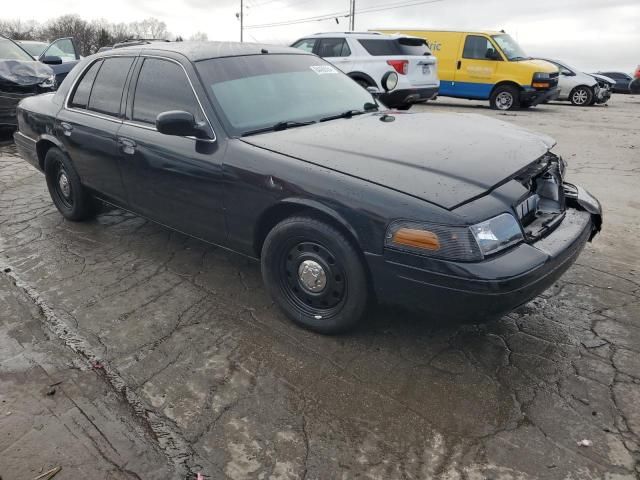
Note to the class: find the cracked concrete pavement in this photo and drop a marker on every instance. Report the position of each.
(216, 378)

····················

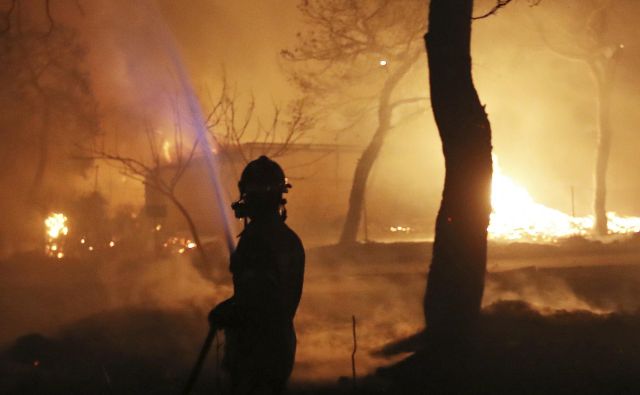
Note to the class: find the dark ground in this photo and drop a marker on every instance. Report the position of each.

····················

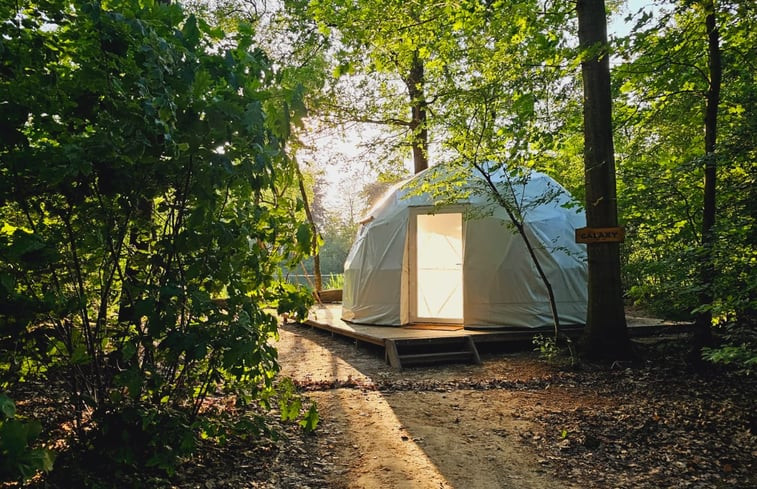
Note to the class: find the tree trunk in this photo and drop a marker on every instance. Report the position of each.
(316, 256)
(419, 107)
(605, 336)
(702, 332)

····················

Exercise description
Count how many lines in the listing above contain the string "marker", matching case exactly, and reply with only that number.

Solution
3